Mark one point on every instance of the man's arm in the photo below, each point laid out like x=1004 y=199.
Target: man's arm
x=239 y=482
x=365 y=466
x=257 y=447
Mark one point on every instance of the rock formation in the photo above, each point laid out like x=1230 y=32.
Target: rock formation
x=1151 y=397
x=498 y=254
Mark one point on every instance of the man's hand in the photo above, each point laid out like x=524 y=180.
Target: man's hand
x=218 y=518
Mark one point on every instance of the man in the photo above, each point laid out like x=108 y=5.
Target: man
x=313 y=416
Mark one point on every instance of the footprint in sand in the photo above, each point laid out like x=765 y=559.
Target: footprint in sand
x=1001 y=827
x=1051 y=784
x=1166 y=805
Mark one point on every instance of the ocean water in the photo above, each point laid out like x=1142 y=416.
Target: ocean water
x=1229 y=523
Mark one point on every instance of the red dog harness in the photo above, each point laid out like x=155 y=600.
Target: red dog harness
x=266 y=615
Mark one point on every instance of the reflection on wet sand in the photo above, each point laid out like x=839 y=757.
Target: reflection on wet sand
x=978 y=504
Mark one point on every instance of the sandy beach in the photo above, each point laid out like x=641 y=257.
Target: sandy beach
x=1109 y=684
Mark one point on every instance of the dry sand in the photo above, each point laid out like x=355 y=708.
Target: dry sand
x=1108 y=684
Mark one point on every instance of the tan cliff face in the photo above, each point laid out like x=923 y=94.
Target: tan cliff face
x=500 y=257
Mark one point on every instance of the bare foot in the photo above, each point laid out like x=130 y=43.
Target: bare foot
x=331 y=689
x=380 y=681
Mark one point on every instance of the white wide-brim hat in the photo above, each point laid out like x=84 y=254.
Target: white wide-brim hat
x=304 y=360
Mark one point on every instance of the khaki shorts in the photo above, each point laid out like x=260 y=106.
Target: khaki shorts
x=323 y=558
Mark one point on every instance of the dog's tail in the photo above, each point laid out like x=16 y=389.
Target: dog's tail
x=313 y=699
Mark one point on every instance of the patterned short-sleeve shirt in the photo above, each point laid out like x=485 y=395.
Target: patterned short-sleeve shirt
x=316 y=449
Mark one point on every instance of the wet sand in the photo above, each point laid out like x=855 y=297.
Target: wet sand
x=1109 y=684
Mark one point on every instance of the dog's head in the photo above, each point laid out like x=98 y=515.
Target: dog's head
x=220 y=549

● ● ● ●

> _Stated exercise_
Rewrite the part of the data that opens with the line containing "Mark one point on every instance of the khaki" and closes with the line containing "x=316 y=449", replacing "laid out like" with "written as". Leave everything else in those lines unchanged.

> _Answer below_
Mark one point on every instance of the khaki shorts in the photo above, each point written as x=260 y=106.
Target: khaki shorts
x=323 y=558
Mark one point on every instance of the dog's tail in the photo above, each point written as x=16 y=389.
Target: dog's tail
x=313 y=699
Mark one point on every instance of the patterned short-sleeve shirt in the photo above, each point written as x=485 y=395.
Target: patterned short-sleeve shirt
x=316 y=449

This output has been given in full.